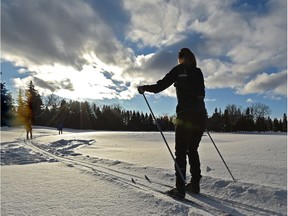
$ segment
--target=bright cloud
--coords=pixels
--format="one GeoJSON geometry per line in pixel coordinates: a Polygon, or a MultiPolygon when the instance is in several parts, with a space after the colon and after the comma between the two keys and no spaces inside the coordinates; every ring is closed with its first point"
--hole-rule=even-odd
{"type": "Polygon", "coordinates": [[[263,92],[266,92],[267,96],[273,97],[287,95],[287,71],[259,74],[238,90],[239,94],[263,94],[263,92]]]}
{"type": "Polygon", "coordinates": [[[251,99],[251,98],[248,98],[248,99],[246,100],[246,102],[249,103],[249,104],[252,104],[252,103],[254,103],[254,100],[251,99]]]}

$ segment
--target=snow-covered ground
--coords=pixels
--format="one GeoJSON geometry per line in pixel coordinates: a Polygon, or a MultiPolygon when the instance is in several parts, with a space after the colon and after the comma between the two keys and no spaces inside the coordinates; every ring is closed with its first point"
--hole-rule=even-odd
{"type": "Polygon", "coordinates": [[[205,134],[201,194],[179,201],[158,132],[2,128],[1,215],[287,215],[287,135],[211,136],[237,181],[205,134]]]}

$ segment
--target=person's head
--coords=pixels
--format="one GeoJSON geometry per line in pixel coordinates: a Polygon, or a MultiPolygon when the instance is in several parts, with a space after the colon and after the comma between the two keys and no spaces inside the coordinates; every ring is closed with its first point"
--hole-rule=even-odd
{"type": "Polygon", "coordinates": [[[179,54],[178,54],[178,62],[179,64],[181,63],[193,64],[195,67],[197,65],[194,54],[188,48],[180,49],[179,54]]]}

▬▬▬▬▬▬▬▬▬▬

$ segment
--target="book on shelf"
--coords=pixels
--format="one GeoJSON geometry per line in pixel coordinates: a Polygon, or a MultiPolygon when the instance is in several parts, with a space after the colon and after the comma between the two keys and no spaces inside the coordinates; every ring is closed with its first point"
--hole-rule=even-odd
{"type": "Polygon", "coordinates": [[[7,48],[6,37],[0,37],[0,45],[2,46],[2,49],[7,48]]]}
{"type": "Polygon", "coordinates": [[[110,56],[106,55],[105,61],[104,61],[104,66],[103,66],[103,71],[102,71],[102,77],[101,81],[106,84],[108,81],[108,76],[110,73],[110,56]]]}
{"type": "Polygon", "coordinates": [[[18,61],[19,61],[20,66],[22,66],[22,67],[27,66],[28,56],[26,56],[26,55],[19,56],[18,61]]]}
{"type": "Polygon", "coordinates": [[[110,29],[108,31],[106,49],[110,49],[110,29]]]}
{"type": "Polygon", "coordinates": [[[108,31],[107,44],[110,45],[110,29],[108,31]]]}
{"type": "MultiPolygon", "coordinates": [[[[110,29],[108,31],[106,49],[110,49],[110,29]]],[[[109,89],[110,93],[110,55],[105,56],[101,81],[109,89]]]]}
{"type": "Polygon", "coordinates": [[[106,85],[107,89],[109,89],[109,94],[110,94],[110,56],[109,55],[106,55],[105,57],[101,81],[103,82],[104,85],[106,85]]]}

▬▬▬▬▬▬▬▬▬▬

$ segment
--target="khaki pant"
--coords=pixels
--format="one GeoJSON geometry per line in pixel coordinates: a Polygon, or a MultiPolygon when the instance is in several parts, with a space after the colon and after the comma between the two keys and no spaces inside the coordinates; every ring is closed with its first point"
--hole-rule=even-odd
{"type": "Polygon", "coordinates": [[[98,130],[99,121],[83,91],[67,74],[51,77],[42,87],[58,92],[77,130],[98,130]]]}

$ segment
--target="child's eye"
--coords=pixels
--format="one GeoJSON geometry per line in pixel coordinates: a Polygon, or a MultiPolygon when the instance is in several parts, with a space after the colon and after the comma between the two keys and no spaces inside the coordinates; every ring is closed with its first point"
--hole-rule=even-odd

▬▬▬▬▬▬▬▬▬▬

About this task - In the material above, show every line where the word "target" turns up.

Answer for this exercise -
--target=bright cloud
--target=snow-covered ground
--target=person's head
--target="book on shelf"
--target="khaki pant"
--target="child's eye"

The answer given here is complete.